◆ **SUPPLIED PASSAGE**
Forum: NGINX Event-driven handler

Announcement (2017-05-07): www.ruby-forum.com is now read-only since I unfortunately do not have the time to support and maintain the forum any more. Please see rubyonrails.org/community and ruby-lang.org/en/community for other Rails- und Ruby-related community platforms.
535e2bd84829abaf90def03e89299e20?d=identicon&s=25 Marcus Clyne (Guest)
on 2009-02-18 00:43
(Received via mailing list)
Hi,

I'm trying to develop a handler for Nginx.  I want to do this:

(1) Request comes in to Nginx
(2) This is passed on to handler
(3) Handler sends request to other code (either a new thread or some
event-driven system) and tells Nginx to wait until output has been
generated
(4) Output is generated in 'background' whilst Nginx is handling other
requests
(5) Message is sent to Nginx that content has been generated through
some event
(e.g. with a semaphore)
(6) Nginx retrieves content and sends to client

I already have a handler that does 1,2, 4 (not in background though) and
6 -
it's the 3, 4 (in background) and 5 that I don't know how to do yet. My
current
implementation is a blocking one, which I don't want.

Could anyone please give me a simple example of how to do this, or at
least tell
me which functions I need to use?

Thanks.
B984299ceb40752b58146714eb192554?d=identicon&s=25 Ryan Dahl (Guest)
on 2009-02-18 01:01
(Received via mailing list)
> I'm trying to develop a handler for Nginx.  I want to do this:
>
> (1) Request comes in to Nginx
> (2) This is passed on to handler
> (3) Handler sends request to other code (either a new thread or some
> event-driven system) and tells Nginx to wait until output has been generated
> (4) Output is generated in 'background' whilst Nginx is handling other requests
> (5) Message is sent to Nginx that content has been generated through some event
> (e.g. with a semaphore)
> (6) Nginx retrieves content and sends to client


I think what your describing is exactly what the upstream modules do.
You shouldn't need to change Nginx.
535e2bd84829abaf90def03e89299e20?d=identicon&s=25 Marcus Clyne (Guest)
on 2009-02-18 01:29
(Received via mailing list)
Ryan Dahl <ry@...> writes:

> I think what your describing is exactly what the upstream modules do.

◆ **GIVEN DATA**
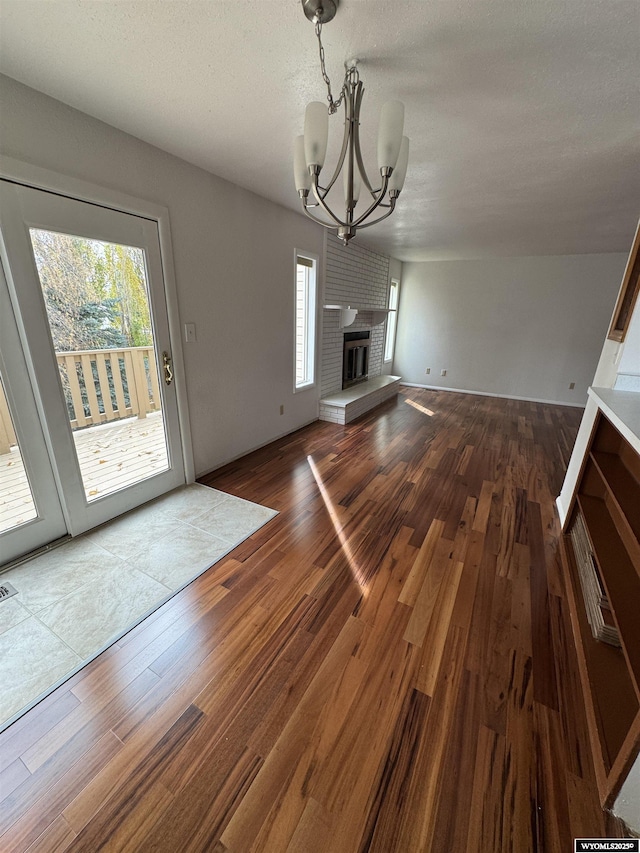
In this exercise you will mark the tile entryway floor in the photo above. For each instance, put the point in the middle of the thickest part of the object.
(77, 599)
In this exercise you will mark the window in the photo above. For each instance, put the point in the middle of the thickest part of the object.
(305, 354)
(392, 318)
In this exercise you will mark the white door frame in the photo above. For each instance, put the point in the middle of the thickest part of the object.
(44, 179)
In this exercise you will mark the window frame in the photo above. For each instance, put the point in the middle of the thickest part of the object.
(311, 320)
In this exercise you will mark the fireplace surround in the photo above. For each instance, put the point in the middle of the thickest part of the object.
(355, 358)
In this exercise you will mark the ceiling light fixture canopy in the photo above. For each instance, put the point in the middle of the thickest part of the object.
(310, 149)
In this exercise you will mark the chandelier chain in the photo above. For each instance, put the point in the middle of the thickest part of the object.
(333, 105)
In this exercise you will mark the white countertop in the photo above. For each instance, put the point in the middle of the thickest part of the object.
(623, 410)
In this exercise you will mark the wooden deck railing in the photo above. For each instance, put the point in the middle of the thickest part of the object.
(99, 386)
(107, 385)
(7, 435)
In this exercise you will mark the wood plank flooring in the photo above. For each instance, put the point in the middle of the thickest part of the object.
(386, 666)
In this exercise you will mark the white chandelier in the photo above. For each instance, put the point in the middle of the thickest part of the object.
(310, 149)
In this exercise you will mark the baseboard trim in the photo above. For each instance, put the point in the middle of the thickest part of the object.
(257, 447)
(494, 394)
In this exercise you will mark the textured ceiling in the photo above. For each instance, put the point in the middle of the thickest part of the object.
(523, 114)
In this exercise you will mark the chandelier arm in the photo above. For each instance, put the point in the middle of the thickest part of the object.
(343, 152)
(318, 221)
(376, 203)
(323, 203)
(380, 218)
(356, 134)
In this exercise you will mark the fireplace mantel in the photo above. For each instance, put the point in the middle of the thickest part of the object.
(348, 313)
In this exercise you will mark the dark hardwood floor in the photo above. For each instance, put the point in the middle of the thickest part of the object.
(386, 666)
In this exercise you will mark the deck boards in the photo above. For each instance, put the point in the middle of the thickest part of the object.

◆ **THE TASKS**
• 1. Translate this sentence from the forum thread into French: "My current implementation is a blocking one, which I don't want."
• 2. Filter the entries, keeping every line in which the word "window" appears.

◆ **ANSWERS TO THE EXERCISE**
• 1. Mon implémentation actuelle est bloquante, ce que je ne veux pas.

• 2.
In this exercise you will mark the window in the photo above. For each instance, put the point in the middle of the thickest part of the object.
In this exercise you will mark the window frame in the photo above. For each instance, put the point in the middle of the thickest part of the object.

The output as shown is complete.